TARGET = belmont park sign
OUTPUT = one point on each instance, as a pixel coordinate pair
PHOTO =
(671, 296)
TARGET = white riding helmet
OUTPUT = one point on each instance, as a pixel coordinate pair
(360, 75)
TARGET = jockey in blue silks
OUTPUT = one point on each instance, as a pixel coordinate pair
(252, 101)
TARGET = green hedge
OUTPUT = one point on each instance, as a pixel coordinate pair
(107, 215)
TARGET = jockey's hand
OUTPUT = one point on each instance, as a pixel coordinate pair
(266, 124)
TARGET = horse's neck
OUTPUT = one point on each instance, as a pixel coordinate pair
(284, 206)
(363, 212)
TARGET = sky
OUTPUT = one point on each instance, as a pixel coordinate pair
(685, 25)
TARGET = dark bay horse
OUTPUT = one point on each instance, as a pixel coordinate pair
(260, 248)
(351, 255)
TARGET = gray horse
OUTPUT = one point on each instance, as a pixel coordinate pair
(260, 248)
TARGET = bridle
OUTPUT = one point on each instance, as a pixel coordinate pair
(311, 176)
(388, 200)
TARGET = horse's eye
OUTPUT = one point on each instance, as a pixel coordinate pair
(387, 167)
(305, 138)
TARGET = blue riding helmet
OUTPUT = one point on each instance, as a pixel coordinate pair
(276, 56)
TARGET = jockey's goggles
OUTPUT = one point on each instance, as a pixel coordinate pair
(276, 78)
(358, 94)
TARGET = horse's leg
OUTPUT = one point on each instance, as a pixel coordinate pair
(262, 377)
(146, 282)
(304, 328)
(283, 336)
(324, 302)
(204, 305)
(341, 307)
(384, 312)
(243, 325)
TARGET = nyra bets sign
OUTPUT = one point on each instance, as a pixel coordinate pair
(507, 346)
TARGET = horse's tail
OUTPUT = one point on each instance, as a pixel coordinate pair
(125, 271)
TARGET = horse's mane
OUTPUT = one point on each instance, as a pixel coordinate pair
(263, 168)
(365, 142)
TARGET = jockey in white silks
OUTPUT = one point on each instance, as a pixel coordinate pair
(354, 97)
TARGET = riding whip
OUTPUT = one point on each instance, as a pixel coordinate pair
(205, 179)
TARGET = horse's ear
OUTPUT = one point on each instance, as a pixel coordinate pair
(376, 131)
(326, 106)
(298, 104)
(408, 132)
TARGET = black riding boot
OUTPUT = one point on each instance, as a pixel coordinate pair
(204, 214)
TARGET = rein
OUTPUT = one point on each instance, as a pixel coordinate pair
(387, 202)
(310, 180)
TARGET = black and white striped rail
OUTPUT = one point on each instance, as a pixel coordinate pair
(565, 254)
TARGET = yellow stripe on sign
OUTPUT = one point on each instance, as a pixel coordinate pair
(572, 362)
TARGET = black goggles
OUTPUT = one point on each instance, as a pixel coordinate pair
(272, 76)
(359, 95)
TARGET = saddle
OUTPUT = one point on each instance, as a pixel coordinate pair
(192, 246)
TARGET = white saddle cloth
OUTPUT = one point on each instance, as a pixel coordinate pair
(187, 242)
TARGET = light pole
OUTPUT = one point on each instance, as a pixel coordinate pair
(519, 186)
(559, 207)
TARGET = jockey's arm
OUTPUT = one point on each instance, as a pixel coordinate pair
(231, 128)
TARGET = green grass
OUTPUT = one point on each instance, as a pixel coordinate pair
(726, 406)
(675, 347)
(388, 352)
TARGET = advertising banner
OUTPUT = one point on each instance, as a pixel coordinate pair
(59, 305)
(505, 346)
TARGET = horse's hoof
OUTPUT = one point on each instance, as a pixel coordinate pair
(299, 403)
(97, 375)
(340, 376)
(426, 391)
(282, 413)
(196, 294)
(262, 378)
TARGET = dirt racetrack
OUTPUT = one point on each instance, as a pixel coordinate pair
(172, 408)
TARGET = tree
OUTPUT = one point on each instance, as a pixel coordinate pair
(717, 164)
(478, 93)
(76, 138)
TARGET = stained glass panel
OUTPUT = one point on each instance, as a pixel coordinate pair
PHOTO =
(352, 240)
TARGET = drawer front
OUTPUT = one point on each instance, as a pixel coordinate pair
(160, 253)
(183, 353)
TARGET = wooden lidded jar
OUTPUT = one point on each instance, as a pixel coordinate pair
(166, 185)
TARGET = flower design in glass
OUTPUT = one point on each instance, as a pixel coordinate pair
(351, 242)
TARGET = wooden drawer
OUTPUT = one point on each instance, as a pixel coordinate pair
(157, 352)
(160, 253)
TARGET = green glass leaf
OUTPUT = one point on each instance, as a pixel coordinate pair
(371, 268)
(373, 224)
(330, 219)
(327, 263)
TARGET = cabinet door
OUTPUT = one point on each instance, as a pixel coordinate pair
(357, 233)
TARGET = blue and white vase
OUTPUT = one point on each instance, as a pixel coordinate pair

### Description of the task:
Copy out all the lines above word for word.

### Response to this exercise:
TARGET = belmont park sign
OUTPUT = one point on each instance, as a pixel coordinate pair
PHOTO =
(671, 296)
TARGET = white riding helmet
OUTPUT = one point on each instance, as a pixel coordinate pair
(360, 75)
TARGET = jockey in blue silks
OUTPUT = one point on each instance, as a pixel coordinate pair
(252, 101)
TARGET = green hedge
OUTPUT = one point on each instance, as a pixel coordinate pair
(107, 215)
TARGET = jockey's hand
OUTPUT = one point on each instance, as a pixel coordinate pair
(266, 124)
TARGET = horse's neck
OUTPUT = one point on each instance, as a pixel coordinate pair
(284, 206)
(363, 212)
TARGET = sky
OUTPUT = one point on each instance, as a pixel coordinate pair
(685, 25)
TARGET = dark bay horse
OUTPUT = one point on each instance, as a pixel coordinate pair
(260, 248)
(351, 255)
TARGET = gray horse
OUTPUT = one point on each instance, as a pixel coordinate pair
(260, 248)
TARGET = bridle
OUTPUT = one point on each instance, as a pixel coordinate pair
(311, 176)
(388, 200)
TARGET = horse's eye
OUTPUT = one point on each instance, as a pixel coordinate pair
(387, 167)
(305, 138)
TARGET = blue riding helmet
OUTPUT = one point on each instance, as a pixel coordinate pair
(276, 56)
TARGET = jockey's goggles
OUTPUT = one point on each instance, as a pixel coordinate pair
(276, 78)
(358, 94)
TARGET = horse's leg
OUTPUT = one point on each instance, as a pixel coordinate pair
(262, 377)
(146, 282)
(304, 328)
(283, 336)
(324, 302)
(204, 305)
(341, 307)
(384, 312)
(243, 325)
TARGET = nyra bets sign
OUTPUT = one point on each instance, as a pixel coordinate pair
(507, 346)
TARGET = horse's tail
OUTPUT = one point on each instance, as a pixel coordinate pair
(125, 271)
TARGET = horse's mane
OUTPUT = one point on each instance, as a pixel coordinate pair
(263, 168)
(365, 142)
TARGET = jockey in white silks
OUTPUT = one point on each instance, as a pixel coordinate pair
(354, 97)
TARGET = riding whip
OUTPUT = one point on each instance, as a pixel coordinate pair
(205, 179)
TARGET = horse's ear
OUTPUT = one point on each instance, as a pixel coordinate pair
(376, 131)
(326, 106)
(298, 104)
(408, 132)
TARGET = black riding boot
OUTPUT = one point on each instance, as a pixel coordinate pair
(204, 214)
TARGET = rein
OUTPUT = one point on each instance, as a pixel coordinate pair
(387, 202)
(310, 180)
TARGET = black and white striped rail
OUTPUT = one point on each instance, as a pixel coordinate pair
(565, 254)
TARGET = yellow stripe on sign
OUTPUT = one point on each instance, as a pixel coordinate pair
(572, 362)
TARGET = black goggles
OUTPUT = one point on each instance, as a pixel coordinate pair
(272, 76)
(359, 95)
TARGET = saddle
OUTPUT = one point on each instance, as a pixel coordinate pair
(192, 246)
TARGET = white saddle cloth
OUTPUT = one point on each instance, as a pixel coordinate pair
(187, 242)
TARGET = light pole
OUTPUT = one point on each instance, as a pixel coordinate pair
(519, 186)
(559, 207)
TARGET = jockey's arm
OUTPUT = one point on each instance, as a pixel coordinate pair
(231, 128)
TARGET = green grass
OUTPUT = one point on each instance, as a pixel coordinate pair
(726, 406)
(675, 347)
(388, 352)
TARGET = advertising banner
OUTPUT = one point on each instance, as a pixel coordinate pair
(59, 305)
(505, 346)
TARGET = horse's hoof
OUTPUT = one point on each instance, as a pixel coordinate pair
(299, 403)
(97, 375)
(340, 376)
(426, 391)
(282, 413)
(196, 294)
(262, 378)
TARGET = dirt racetrack
OUTPUT = one point on each instance, as a pixel coordinate pair
(172, 408)
TARGET = tree
OUTPUT = one point on each instance, as a pixel coordinate pair
(717, 164)
(478, 93)
(76, 138)
TARGET = stained glass panel
OUTPUT = one point on each instance, as a pixel coordinate pair
PHOTO =
(352, 240)
TARGET = drawer front
OUTPUT = one point on each instance, as a pixel coordinate pair
(160, 253)
(183, 353)
TARGET = wooden lidded jar
OUTPUT = one point on each instance, as a pixel coordinate pair
(166, 185)
TARGET = flower design in glass
OUTPUT = one point on each instance, as a pixel coordinate pair
(351, 242)
TARGET = wooden drawer
OUTPUT = one point on each instance, as a pixel coordinate pair
(157, 352)
(160, 253)
TARGET = green glass leaf
OUTPUT = one point on each instance, as a pixel coordinate pair
(371, 268)
(373, 224)
(330, 219)
(327, 263)
TARGET = cabinet door
OUTPUT = one point on each instance, as a pixel coordinate pair
(357, 233)
TARGET = blue and white vase
OUTPUT = one point on each instance, as a pixel coordinate pair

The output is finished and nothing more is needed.